_Direction_:
Copy out the rows below, swapping every "ring" for "loop" and leaving everything else unchanged.

_Given data_:

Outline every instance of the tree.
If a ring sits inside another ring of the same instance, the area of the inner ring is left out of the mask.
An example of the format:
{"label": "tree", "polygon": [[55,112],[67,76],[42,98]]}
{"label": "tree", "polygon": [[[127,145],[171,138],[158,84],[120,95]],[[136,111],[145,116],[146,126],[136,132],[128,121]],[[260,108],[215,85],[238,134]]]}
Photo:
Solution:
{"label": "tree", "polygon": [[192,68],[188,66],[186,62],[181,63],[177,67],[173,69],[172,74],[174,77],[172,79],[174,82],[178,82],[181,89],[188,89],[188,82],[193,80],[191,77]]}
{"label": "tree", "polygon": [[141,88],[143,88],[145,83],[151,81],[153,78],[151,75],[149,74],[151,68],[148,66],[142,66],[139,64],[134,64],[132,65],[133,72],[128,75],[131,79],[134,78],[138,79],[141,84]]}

_Output of the task_:
Outline every instance of the tree.
If a loop sits inside another loop of the same instance, the area of the inner loop is left out of the mask.
An example of the format:
{"label": "tree", "polygon": [[55,112],[67,76],[42,98]]}
{"label": "tree", "polygon": [[[127,145],[171,138],[158,84],[120,95]],[[136,111],[145,116],[146,126],[136,132],[128,121]],[[260,108],[215,85],[238,134]]]}
Photo:
Solution:
{"label": "tree", "polygon": [[192,68],[188,66],[186,62],[181,63],[177,67],[173,69],[172,74],[174,77],[172,79],[174,82],[178,82],[181,89],[188,89],[188,82],[193,80],[191,77]]}
{"label": "tree", "polygon": [[141,88],[143,88],[145,83],[151,81],[153,78],[151,75],[149,74],[151,68],[148,66],[142,66],[139,64],[134,64],[132,65],[133,72],[128,75],[131,79],[134,78],[138,79],[141,84]]}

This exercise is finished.